• Requirement
Output all entries below exactly as they are given.

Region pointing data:
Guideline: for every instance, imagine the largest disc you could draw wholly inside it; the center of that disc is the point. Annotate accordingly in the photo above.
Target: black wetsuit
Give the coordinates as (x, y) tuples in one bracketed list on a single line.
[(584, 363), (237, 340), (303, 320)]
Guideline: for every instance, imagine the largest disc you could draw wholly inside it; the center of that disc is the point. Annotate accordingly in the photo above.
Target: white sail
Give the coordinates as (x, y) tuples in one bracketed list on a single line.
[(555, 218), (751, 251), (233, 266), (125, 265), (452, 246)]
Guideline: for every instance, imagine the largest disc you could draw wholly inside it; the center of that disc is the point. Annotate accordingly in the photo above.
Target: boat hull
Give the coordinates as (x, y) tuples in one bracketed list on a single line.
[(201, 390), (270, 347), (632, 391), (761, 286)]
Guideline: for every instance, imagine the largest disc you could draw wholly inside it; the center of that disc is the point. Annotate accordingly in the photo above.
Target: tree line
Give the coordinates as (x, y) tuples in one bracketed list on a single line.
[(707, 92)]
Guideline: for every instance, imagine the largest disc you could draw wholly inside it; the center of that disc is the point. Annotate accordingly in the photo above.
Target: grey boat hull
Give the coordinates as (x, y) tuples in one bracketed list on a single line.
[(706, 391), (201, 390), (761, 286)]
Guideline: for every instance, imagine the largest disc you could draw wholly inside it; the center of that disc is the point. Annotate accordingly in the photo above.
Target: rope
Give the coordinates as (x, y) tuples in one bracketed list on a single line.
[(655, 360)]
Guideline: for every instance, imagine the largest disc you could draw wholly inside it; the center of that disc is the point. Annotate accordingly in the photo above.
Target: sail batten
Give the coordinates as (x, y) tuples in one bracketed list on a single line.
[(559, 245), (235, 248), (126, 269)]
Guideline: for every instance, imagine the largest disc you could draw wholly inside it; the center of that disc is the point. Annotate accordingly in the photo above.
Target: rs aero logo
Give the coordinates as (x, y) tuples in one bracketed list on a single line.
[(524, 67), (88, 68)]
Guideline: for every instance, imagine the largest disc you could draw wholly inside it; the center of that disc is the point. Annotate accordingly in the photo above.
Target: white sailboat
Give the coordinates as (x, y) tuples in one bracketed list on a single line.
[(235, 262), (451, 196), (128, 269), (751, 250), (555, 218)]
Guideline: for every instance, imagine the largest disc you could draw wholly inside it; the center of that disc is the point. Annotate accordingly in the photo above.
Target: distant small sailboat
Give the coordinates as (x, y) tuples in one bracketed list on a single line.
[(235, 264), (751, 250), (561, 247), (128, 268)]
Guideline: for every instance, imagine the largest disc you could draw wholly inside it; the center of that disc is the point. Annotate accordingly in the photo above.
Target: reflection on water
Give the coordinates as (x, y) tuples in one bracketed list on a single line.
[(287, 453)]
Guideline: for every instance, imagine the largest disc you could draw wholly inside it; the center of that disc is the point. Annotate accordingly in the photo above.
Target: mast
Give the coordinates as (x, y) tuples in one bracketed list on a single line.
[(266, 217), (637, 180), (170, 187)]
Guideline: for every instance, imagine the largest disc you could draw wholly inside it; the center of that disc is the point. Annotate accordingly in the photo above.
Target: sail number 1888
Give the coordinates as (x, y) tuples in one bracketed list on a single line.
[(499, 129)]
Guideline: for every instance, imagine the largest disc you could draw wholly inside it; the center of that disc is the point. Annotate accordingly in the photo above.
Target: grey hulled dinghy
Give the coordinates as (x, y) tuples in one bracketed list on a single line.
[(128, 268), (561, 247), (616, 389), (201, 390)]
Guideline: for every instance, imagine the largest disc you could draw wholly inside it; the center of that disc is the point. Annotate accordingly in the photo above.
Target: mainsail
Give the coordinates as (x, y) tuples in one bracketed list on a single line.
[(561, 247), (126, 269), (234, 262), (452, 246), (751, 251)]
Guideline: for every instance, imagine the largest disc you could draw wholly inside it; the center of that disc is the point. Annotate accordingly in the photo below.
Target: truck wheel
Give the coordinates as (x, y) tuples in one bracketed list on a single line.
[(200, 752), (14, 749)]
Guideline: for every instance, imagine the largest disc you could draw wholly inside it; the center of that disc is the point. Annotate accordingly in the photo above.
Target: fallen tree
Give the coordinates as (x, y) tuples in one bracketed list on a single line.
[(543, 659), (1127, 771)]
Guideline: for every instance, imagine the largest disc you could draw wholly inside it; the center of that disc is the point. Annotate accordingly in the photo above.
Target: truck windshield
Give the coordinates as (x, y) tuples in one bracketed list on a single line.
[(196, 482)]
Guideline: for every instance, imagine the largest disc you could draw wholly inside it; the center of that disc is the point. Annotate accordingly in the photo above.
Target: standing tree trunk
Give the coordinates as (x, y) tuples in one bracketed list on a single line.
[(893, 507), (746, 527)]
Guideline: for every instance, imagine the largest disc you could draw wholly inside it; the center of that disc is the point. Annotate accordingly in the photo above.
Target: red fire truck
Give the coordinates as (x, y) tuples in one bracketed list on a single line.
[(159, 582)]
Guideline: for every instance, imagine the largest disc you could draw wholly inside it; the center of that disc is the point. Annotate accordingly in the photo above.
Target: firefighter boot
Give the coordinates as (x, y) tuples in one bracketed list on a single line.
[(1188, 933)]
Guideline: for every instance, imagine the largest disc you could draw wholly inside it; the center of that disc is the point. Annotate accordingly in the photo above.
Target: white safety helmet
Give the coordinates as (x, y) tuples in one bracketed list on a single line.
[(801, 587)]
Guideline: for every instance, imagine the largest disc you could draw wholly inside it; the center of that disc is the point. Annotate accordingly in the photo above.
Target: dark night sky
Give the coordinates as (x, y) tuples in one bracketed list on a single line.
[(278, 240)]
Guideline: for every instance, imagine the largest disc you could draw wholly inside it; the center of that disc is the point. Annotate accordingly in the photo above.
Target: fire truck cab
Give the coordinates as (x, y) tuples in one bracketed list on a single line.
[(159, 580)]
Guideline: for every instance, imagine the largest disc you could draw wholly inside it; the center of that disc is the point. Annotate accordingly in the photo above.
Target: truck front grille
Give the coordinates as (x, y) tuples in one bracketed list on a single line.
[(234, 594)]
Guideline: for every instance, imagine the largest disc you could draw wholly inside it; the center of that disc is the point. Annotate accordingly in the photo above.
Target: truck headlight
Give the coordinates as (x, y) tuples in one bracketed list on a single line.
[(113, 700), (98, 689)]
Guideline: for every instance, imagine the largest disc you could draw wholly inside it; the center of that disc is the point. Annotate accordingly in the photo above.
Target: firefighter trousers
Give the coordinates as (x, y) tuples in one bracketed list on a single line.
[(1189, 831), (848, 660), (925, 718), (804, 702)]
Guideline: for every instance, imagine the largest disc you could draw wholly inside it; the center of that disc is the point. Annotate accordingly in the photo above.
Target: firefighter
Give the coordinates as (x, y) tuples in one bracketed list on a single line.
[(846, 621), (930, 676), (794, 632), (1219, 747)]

• Response
Guideline: for every instance, imagine the largest disc you could draw wholly inside it; the center of that disc is the point. Annotate accordingly in the photo above.
Target: black wetsuit
Give the coordinates as (x, y) tuples in one bracketed list on a single line.
[(584, 363), (237, 340), (303, 320)]
Guideline: for every instance, imagine the largest disc you could draw wholly inside it; the center of that disc is the point. Annotate accordingly in the photo above.
Target: white sail
Give the coordinates as (x, y) tuples in one bracketed list on a single line.
[(555, 218), (751, 251), (233, 266), (125, 265), (452, 246)]
Guideline: for every instance, imagine the largest disc you could draw wholly inside it; the center of that disc is the point. Annotate accordingly in the photo above.
Target: boat hull
Give the coordinates as (x, y) tuples in one bracketed list on a single line.
[(201, 390), (270, 347), (632, 391), (761, 286)]
Guideline: for every instance, imagine the largest disc you could draw wholly inside it; the center of that disc is the point. Annotate accordingly in the photo above.
Target: tree line
Give the coordinates as (x, y) tuples in one bracketed list on a single line.
[(707, 92)]
Guideline: for every instance, imagine the largest disc you could draw wholly inside it; the center of that disc is the point. Annotate accordingly in the photo above.
Target: grey boat hull
Give the coordinates as (x, y) tuples in one bracketed list on a single line.
[(706, 391), (201, 390), (761, 286)]
Guideline: for every instance, imagine the largest disc you could draw wholly inside it; the center of that disc is the point. Annotate accordingly in the photo above.
Target: rope
Give the coordinates as (x, y) tuples in one bracketed list on a single line.
[(655, 360)]
Guideline: for every instance, imagine the largest disc you could draw wholly inside it; the center of that disc is the point. Annotate accordingly in the photo above.
Target: sail batten
Give the coordinates as (x, y) tuples in one bracketed list on a single line.
[(559, 245), (235, 248), (126, 269)]
Guideline: for every instance, imagine the largest disc you could draw wholly inside it; the center of that disc is the point. Annotate accordingly in the photo above.
Target: rs aero logo
Give the coordinates as (x, y) tuples in one bracketed list on a single line.
[(524, 67), (88, 68)]
Guideline: for every instance, imagine the largest disc you could draw wholly inside it; the center of that disc is the point. Annotate accordingly in the photo above.
Target: white sailboat
Give the coordinates as (x, y) tuples in one bracketed list on a single line.
[(235, 262), (451, 196), (128, 269), (751, 250), (555, 218)]
Guideline: for every instance, imagine the largest disc you could draw wholly inside it; the center of that disc is the point. Annotate accordingly in the photo above.
Target: distant small sailboat
Give the coordinates as (x, y) tuples in one bracketed list on a single line.
[(235, 264), (751, 250), (561, 247), (128, 268)]
Guideline: for every instance, imagine the largest disc you could draw wholly inside it; the center of that disc is the point. Annotate accordingly in the photo above.
Target: reflection on water
Give the coordinates as (x, y) tuples in one bracketed list on a single line.
[(287, 453)]
Guideline: for every instance, imagine the largest disc you could draw wholly inside it; the center of that disc is the point. Annotate accordingly in the photo above.
Target: mast
Give the coordinates as (x, y) tuples in one bracketed list on a single line.
[(266, 217), (637, 180), (170, 187)]
Guideline: for every instance, imagine the largest disc you could draw wholly inside it; the center of that disc is the point. Annotate accordingly in the photo above.
Target: sail number 1888
Give the coordinates as (x, y) tuples in one bracketed list on a single line.
[(499, 129)]
Guideline: for every instance, imagine the largest disc you could draw wholly inside it; the center of that disc is the point. Annotate accordingly in the photo above.
Target: grey hulled dinghy
Give the coordinates as (x, y) tuples in one bracketed list on a single line.
[(128, 268), (561, 247), (616, 389), (201, 390)]
Guideline: for every instance, imagine the largest disc you could draw wholly inside it; the center of that disc is the point. Annotate accordingly in the photo above.
Target: mainsail
Give the coordinates as (x, y) tuples in one bracketed list on a single line.
[(561, 247), (126, 269), (234, 262), (452, 246), (751, 251)]
Guideline: for every instance, imagine the largest disc you could draw wholly inside it; the center of that disc is the point. Annotate accordingly in the photo below.
Target: truck wheel
Give the coordinates as (x, y) tuples in one bracketed list on a single line.
[(200, 752), (14, 749)]
Guideline: for every instance, imagine the largest disc you could draw wholly inside it; the center of that disc is the point. Annotate accordingly in the photo above.
Target: fallen tree
Give the coordinates as (x, y) tuples in one bracketed list on a single line.
[(543, 659), (1127, 771)]
Guideline: for every instance, imagine the largest disc you could draw wholly inside it; the center of that disc is the point. Annotate accordingly in the photo above.
Target: truck windshield
Give the coordinates as (x, y) tuples in one bracketed list on a single line.
[(196, 482)]
Guideline: for every instance, imagine the largest disc you could draw wholly inside it; the center of that disc is the point. Annotate accordingly in the photo above.
Target: standing tree trunk
Give the coordinates as (x, y) tuples in one bracketed list on a single line.
[(893, 507), (746, 527)]
Guideline: for every instance, imagine the largest disc you could draw wholly inside it; the center of that disc is the point. Annotate accordingly in the photo above.
Target: red fire truck
Give the coordinates as (x, y) tuples in one bracketed list on a single line.
[(159, 582)]
Guideline: for every instance, imagine the largest disc you could draw wholly inside it; the center of that disc is the point. Annotate accordingly in the photo above.
Target: firefighter boot
Give the coordinates as (x, y) tuples in one bracketed list on a single line.
[(1188, 933)]
Guideline: for every instance, imagine the largest disc you could draw wholly inside it; the center of that disc is the point. Annotate accordingly in the photo above.
Target: white safety helmet
Give the coordinates as (x, y) tuples in one bracketed list on a single line.
[(801, 587)]
Guideline: for every instance, imagine the largest disc you could draw wholly inside it; the center of that disc is the point. Annotate accordingly in the photo above.
Target: dark night sky
Give the coordinates as (x, y) tuples in one bracketed list on a single line.
[(278, 240)]
Guideline: for every instance, imagine the largest disc you could draw wholly inside it; the center of that disc is the point. Annotate accordingly in the photo above.
Target: fire truck cab
Give the coordinates as (x, y) tuples in one bracketed list on a single line.
[(159, 580)]
Guideline: for every instance, imagine the largest disc you could draw wholly inside it; the center of that disc is the point. Annotate accordingly in the photo above.
Target: truck front grille
Give the coordinates as (x, y) tuples in one bracketed list on a single line.
[(234, 594)]
Guideline: for every instance, imagine the largest disc you could draw wholly inside it; the center of that disc is the point. Annotate accordingly in the photo above.
Target: truck headlight
Give the coordinates as (x, y) tuples in one bracketed list on a single line.
[(113, 700), (98, 689)]
Guideline: for every instance, imagine the largest disc you could draw wholly inside it; the center of that disc is the point. Annotate accordingly in the photo above.
Target: firefighter trousers
Give the coordinates as (x, y) tuples in one bracketed list on a single line.
[(1189, 831), (848, 660), (925, 718), (804, 702)]
Guideline: for every instance, imagine the largest disc you could draw wholly inside it; the center of that disc is the point. Annotate accordingly in the photo above.
Target: firefighter
Give the coordinates as (x, y) tuples in one bracketed list on a single line.
[(846, 621), (930, 676), (794, 632), (1219, 747)]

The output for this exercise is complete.